Page excerpt:
================

Typically, the researchers’ data needs are not very disruptive to the websites being scraped and the data are not being used for commercial purposes or re-sold, thus the harm made to the data owners is negligible. Nonetheless, the authors are aware of legal cases filed against researchers using web-scraped data by companies that owned the data and whose interests were affected by publication of research results based on data scraped from those sources. Retaining anonymity of the data sources and the identities of the firms involved in most cases protects the researchers against such risks.

Web-Scraping Tools

There are a wide variety of available tools/techniques that can be used for web scraping and data retrieval. In general, some web-scraping tools require programming knowledge such as Requests and BeautifulSoup libraries in Python, rvest package in R, or Scrapy, while some are more ready to use and require little to no technical expertise, such as iMacros or Visual web ripper. Many of the tools have been around for quite a while and have a large community of users (i.e., stackoverflow.com).

Python Requests and BeautifulSoup

One of the most popular web-scraping techniques is using Requests and BeautifulSoup libraries in Python, which are available for both Python 2.x and 3.x.6 In addition to having Python installed, it is required to install necessary libraries such as bs4 and requests. The next step is to build a web scraper that sends a request to the website’s server asking the server to return the content of a specific page as an HTML file. The requests module in Python enables the performance of this task. For example, one can retrieve the HTML file from Wordery your online bookshop with the following codes:

import requests
url = 'https://wordery.com/educational-art-design-YQA'
response = requests.get(url)
Page=response.content

Using the BeautifulSoup library could help to transform the complex HTML file into an object with nested data structure—the parse tree—which is easier to navigate and search. To do so, the HTML file has to be passed to the BeautifulSoup constructor to get the object soup as follows:

from bs4 import BeautifulSoup
soup = BeautifulSoup(Page, 'html.parser')

================

Saved data entries:
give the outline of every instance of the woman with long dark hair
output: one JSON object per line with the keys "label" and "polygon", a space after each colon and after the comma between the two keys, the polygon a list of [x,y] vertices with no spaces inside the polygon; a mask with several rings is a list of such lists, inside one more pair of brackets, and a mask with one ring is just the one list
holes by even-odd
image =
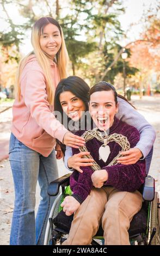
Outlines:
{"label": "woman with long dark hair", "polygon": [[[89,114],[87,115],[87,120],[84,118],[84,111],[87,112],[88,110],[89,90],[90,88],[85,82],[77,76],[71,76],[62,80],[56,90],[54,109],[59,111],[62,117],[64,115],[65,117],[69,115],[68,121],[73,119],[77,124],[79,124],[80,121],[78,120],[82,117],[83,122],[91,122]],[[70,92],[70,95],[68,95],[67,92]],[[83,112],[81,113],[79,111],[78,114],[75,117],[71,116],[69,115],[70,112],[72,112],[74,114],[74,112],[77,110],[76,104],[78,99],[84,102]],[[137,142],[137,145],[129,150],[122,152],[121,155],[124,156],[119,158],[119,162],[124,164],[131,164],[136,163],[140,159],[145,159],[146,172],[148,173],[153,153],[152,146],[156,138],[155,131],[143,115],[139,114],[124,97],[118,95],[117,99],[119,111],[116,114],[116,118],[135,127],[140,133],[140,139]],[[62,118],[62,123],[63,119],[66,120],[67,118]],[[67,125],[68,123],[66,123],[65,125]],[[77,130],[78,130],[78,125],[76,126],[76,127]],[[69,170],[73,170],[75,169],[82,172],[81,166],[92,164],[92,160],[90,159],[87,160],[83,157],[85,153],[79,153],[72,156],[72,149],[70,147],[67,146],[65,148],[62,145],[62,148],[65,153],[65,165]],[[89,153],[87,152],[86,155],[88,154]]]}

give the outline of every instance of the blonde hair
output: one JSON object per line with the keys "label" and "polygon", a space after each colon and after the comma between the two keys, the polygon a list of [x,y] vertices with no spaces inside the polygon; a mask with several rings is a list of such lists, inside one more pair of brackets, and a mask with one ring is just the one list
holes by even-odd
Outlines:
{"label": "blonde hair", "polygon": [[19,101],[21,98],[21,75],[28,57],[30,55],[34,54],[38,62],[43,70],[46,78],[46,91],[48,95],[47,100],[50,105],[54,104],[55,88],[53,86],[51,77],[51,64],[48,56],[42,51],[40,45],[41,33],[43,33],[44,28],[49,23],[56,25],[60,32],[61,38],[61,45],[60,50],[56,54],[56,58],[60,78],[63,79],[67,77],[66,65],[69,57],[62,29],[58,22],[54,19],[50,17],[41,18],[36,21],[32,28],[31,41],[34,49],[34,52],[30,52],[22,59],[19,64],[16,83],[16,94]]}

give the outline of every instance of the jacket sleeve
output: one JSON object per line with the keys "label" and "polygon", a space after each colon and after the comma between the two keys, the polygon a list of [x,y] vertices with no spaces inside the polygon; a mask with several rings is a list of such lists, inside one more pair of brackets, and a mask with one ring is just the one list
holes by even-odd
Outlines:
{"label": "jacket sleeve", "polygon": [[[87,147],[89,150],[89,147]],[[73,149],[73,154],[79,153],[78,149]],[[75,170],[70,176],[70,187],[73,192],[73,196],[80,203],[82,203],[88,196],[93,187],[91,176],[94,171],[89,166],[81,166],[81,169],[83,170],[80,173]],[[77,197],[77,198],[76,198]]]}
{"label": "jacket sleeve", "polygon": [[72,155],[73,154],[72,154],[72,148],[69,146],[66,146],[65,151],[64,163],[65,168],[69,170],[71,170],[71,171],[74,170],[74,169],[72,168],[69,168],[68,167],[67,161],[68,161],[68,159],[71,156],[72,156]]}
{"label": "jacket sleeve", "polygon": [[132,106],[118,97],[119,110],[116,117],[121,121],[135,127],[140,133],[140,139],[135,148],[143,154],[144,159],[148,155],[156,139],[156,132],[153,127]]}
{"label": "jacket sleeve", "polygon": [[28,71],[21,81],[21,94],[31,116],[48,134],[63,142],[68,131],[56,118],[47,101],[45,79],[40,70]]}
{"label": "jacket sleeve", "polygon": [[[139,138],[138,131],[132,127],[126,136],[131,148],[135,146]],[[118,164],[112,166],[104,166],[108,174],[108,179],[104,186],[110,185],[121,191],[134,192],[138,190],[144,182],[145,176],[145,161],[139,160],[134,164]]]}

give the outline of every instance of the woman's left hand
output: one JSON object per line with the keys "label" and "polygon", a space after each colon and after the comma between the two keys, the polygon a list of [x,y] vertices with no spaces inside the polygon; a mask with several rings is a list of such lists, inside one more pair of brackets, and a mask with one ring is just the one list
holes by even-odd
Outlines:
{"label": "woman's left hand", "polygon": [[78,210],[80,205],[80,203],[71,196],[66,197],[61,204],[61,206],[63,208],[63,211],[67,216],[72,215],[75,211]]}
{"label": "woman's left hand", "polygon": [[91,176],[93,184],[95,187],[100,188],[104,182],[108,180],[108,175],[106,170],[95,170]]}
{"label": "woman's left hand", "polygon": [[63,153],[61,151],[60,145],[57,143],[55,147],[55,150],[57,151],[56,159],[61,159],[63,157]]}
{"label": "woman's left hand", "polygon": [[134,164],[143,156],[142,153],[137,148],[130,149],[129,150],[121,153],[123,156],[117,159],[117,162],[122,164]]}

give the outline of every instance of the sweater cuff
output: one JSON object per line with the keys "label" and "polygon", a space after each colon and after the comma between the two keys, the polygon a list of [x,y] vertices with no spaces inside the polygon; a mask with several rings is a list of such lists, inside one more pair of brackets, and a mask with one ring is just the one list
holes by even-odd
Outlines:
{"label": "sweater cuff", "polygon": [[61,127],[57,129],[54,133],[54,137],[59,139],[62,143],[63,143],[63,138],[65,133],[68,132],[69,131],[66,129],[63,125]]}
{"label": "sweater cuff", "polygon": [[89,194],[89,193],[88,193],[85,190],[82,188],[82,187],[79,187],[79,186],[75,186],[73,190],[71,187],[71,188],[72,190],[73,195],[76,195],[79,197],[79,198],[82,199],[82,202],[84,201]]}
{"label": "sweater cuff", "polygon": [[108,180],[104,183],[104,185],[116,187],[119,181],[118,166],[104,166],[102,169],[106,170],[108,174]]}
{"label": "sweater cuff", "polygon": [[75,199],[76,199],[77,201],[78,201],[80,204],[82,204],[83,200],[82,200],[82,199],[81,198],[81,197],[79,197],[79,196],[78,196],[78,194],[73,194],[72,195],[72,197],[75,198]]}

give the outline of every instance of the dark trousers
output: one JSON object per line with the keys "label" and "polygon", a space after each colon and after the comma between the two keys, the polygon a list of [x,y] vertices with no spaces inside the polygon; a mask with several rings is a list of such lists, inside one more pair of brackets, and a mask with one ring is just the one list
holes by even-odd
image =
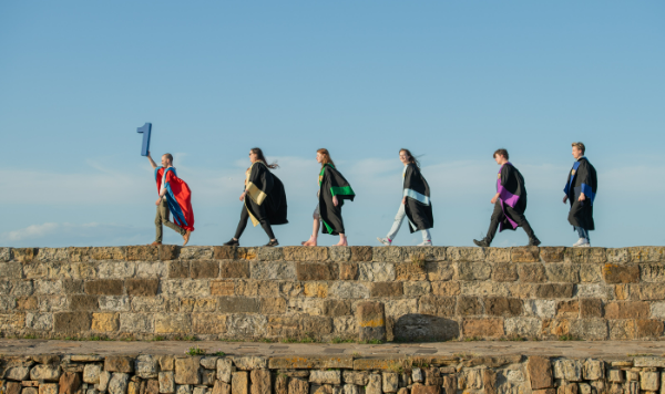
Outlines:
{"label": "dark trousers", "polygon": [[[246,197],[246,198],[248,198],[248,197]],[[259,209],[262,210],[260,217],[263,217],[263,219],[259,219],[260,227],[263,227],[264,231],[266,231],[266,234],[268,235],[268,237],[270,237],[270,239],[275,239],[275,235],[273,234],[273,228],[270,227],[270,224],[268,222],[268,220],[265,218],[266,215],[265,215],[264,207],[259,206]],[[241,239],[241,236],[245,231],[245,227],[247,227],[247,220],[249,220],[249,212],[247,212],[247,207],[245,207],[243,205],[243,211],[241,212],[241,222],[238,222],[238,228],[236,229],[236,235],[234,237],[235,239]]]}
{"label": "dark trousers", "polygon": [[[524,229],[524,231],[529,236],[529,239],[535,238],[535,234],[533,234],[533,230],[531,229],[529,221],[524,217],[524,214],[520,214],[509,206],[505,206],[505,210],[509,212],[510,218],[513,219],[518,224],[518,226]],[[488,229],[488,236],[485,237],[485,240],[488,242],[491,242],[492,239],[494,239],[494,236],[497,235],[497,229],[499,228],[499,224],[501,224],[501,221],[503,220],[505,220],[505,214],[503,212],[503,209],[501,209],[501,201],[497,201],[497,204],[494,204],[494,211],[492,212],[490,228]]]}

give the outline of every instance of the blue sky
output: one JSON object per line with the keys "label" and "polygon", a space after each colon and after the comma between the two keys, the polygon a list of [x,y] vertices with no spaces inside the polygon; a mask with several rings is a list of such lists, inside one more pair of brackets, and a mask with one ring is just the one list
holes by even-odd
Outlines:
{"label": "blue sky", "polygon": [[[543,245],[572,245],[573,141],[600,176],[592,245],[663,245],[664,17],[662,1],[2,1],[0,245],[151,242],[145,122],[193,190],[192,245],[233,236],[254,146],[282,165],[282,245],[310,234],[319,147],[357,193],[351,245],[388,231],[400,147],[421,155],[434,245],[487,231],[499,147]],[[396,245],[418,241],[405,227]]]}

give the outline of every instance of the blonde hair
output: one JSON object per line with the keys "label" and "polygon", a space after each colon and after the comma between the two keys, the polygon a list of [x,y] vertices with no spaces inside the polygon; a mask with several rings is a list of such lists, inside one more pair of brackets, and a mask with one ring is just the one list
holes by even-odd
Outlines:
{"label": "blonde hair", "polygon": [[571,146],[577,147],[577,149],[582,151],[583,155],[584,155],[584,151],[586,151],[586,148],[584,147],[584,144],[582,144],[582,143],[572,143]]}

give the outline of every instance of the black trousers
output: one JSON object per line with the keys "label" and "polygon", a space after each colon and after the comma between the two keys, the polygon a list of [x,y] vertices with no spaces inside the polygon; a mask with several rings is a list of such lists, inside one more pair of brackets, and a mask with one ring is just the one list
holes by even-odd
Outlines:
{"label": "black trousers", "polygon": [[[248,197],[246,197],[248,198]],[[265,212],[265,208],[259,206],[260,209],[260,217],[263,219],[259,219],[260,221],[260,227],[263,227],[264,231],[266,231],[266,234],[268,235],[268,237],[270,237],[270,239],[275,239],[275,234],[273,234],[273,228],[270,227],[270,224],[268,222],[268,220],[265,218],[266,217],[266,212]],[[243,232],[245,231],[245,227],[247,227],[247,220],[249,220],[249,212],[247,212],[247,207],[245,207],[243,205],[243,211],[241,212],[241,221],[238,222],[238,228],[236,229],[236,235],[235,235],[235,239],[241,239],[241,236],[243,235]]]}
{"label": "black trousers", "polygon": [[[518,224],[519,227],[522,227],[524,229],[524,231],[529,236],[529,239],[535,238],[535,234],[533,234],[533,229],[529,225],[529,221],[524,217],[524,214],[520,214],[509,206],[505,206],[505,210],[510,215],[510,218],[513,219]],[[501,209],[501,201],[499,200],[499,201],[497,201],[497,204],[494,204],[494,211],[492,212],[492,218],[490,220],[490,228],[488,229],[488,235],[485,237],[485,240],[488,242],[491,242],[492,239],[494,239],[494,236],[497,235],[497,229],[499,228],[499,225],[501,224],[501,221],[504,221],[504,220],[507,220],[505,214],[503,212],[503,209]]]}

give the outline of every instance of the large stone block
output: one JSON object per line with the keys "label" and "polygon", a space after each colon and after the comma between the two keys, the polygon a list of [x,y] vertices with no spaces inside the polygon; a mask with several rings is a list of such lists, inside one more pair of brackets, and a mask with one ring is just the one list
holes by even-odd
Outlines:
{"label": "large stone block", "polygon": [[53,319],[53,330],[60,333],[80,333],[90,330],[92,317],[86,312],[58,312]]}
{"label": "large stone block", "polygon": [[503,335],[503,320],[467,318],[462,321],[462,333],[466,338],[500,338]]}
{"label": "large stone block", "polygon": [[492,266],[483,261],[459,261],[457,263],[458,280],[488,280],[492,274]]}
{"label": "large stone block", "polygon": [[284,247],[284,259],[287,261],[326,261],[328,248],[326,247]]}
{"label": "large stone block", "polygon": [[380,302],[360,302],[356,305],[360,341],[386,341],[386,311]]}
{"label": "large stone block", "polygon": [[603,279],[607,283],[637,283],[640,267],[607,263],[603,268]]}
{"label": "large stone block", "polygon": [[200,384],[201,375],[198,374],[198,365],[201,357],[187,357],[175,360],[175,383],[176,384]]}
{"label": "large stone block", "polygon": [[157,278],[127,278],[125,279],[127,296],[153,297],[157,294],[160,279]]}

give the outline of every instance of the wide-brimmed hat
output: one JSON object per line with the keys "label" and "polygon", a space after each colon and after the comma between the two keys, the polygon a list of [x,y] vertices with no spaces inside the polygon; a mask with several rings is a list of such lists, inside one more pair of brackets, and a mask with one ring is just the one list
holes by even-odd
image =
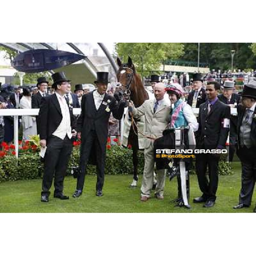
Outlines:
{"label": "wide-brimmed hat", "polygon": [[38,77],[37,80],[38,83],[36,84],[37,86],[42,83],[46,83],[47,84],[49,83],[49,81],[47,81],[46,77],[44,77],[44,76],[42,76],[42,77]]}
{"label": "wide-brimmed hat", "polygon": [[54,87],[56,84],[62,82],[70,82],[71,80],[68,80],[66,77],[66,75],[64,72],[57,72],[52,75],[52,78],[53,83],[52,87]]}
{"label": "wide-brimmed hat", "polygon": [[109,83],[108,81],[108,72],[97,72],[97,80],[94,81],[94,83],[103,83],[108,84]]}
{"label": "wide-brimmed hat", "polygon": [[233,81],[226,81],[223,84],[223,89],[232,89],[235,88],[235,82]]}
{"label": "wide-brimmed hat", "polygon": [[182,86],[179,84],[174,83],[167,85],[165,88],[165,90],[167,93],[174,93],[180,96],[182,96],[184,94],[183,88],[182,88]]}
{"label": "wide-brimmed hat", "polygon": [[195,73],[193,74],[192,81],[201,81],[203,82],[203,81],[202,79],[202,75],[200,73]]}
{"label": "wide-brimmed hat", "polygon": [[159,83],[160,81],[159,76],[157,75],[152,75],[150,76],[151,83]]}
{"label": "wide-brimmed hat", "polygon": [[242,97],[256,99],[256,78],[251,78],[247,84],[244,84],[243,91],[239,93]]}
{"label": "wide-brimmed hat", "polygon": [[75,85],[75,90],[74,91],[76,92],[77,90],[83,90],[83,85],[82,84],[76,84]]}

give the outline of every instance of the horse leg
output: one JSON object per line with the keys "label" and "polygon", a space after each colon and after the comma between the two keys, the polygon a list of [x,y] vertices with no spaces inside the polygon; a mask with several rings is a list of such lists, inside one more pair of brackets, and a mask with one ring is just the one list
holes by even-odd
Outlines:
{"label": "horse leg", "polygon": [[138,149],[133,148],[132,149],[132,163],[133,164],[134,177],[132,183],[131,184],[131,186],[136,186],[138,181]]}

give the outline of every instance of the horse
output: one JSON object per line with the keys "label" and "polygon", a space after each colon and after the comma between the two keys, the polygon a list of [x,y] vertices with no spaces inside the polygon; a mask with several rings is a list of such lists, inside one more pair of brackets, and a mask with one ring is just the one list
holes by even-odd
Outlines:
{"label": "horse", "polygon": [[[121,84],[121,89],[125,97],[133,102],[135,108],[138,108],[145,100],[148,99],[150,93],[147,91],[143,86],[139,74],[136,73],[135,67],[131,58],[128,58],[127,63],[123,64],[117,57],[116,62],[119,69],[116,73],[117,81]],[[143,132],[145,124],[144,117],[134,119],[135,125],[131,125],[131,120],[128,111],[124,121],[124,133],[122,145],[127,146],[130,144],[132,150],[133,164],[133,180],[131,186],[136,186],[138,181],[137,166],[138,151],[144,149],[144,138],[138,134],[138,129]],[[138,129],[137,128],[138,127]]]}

================

To do: Can you carry the web-scraping excerpt forward from its last line? The entries aren't needed for anything here.

Answer below:
This example uses the HTML parser html.parser—a built-in parser in Python 3. From the object soup, one can parse all books’ name, author, price, and description from the web page as follows:

books = soup.select('li.o-book-list__book')
       for book in books:
       name = product.select_one('a.c-book__title').text.strip()
       author= product.select_one('span.c-book__by').text.strip()
       description = product.select_one('p.c-book__description').text.strip()
       price = product.select_one('span.c-book__price c-price').text.strip()
       print(name + ',' + author + ',' + description + ',' + price)
Scrapy

Scrapy is a popular open-source application framework written in Python for scraping websites and extracting structured data.7 This is a programming-oriented method and requires coding skills. One of the main benefits of Scrapy is that it schedules and processes requests asynchronously, hence it can perform very quickly. This means that Scrapy does not need to wait for a request to be finished and processed; it can send another request or do other things in the meantime. Even if some request fails or an error occurs, other requests can keep going. Scrapy is extensible, as it allows users to plug in their own functionality and work on different operating systems.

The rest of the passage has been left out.